Exercise set:
a: Answer these questions about the New York Post article, one per line:
(i) How many people is the accused gunman charged with killing?
(ii) At which market did the attack take place?
(iii) How is Sandra Komoroff related to the accused gunman?
b: Rewrite the passage of the New York Post article from "New York Post" up to and including "Gendron’s mother, Pamela.", substituting "COVID-19 pandemic" for "pandemic".
c: Continue the New York Post article on the Buffalo gunman's relatives from the point where it stops.

Text provided:
━━━━

New York Post

KIN: ‘I BLAME IT ON COVID’

- By REUVEN FENTON in Conklin, NY, and EMILY CRANE in New York

Relatives of the accused gunman in the Buffalo supermarke­t slaughter are copping a COVID defense, telling The Post on Monday that the teen’s paranoia and isolation from the pandemic likely caused him to snap.

Accused white supremacis­t Payton Gendron, 18 — who is charged with killing 10 people in a hatefueled rampage at a Tops Friendly Market on Saturday — allegedly posted a manifesto before the attack in which he claimed his “extreme boredom” in the early days of the pandemic had driven him to seek out and be “radicalize­d” by extremist material online.

“I have no idea how he could have gotten caught up in this. I blame it on COVID,” said Sandra Komoroff, 68, a cousin of Gendron’s mother, Pamela.

━━━━

Listed entries:
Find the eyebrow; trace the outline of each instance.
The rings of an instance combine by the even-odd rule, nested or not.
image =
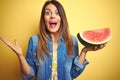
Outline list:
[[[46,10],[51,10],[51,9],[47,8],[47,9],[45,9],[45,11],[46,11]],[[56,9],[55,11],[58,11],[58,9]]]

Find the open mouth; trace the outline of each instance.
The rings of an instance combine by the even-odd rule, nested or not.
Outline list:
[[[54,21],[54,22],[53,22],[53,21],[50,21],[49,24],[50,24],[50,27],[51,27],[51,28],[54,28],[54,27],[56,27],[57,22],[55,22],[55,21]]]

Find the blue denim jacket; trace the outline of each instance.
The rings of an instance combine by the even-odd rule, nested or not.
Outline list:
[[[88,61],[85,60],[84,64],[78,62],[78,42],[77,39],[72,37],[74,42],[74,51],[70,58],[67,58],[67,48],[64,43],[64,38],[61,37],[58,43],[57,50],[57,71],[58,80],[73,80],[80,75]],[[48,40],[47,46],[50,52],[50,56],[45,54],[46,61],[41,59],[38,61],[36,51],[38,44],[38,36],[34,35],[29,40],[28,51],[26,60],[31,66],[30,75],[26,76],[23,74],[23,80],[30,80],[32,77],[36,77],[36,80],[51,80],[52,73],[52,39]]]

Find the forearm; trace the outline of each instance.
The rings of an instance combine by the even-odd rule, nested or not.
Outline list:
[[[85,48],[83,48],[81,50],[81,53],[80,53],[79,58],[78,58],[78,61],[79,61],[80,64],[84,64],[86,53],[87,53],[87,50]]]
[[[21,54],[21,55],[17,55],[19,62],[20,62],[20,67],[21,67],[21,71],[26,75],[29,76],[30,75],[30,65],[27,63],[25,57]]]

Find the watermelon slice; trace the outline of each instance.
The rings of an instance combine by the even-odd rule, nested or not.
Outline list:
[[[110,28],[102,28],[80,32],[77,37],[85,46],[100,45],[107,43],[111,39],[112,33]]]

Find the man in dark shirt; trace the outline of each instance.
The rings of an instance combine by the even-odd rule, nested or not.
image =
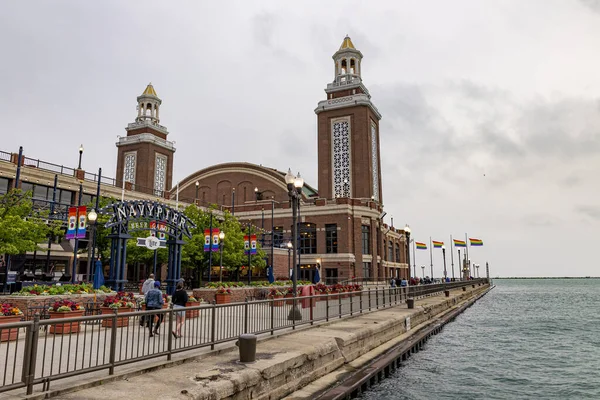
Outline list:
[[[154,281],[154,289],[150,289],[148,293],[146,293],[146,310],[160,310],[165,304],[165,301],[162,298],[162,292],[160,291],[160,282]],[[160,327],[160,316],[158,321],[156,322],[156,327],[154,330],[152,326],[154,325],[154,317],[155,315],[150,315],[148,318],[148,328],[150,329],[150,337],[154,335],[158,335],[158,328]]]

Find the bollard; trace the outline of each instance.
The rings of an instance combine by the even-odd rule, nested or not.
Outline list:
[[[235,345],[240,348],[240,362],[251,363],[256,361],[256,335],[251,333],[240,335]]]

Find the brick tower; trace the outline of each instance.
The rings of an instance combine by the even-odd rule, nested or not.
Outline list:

━━━━

Task results:
a:
(i) 10 people
(ii) A Tops Friendly Market
(iii) She is a cousin of his mother, Pamela.

b:
New York Post

KIN: ‘I BLAME IT ON COVID’

- By REUVEN FENTON in Conklin, NY, and EMILY CRANE in New York

Relatives of the accused gunman in the Buffalo supermarke­t slaughter are copping a COVID defense, telling The Post on Monday that the teen’s paranoia and isolation from the COVID-19 pandemic likely caused him to snap.

Accused white supremacis­t Payton Gendron, 18 — who is charged with killing 10 people in a hatefueled rampage at a Tops Friendly Market on Saturday — allegedly posted a manifesto before the attack in which he claimed his “extreme boredom” in the early days of the COVID-19 pandemic had driven him to seek out and be “radicalize­d” by extremist material online.

“I have no idea how he could have gotten caught up in this. I blame it on COVID,” said Sandra Komoroff, 68, a cousin of Gendron’s mother, Pamela.

c:
“He was very paranoid about getting COVID, extremely paranoid, to the point that, his friends were saying, he would wear the hazmat suit [to school],” she said.

“And then he got COVID just a few weeks ago . . . He went to family functions with a respirator mask on. He totally wasn’t going to get COVID — and then he got COVID.

“They were vaxxed to the max,” Komoroff said of the family. “I don’t know if it was a bad case. I just know he caught it.”

She added that Gendron had “bought into the fear of COVID.”

“That’s the only way to say it. And when you’re home all day on the Internet, you’re missing out on human contact,” Komoroff said. “There’s a lot of emotions and a lot of body language you’re not getting [as] when you see their face.”

Her husband, Dave, 68, added, “In theory, [COVID] could have affected what they call the lizard brain — the part of the brain that controls aggression.

“I can’t say it’s impossible, but maybe that would happen one out of so many millions of times.”

‘Smart enough’

Gendron allegedly espoused racist philosophi­es in his rambling, 180-page manifesto and outlined plans for the massacre, lawenforce­ment sources have said.

The Komoroffs denied knowing anything about Gendron’s alleged racist leanings. But, Dave said, “he’s smart enough to get into dangerous stuff online, which maybe the average person wouldn’t know how to get into.”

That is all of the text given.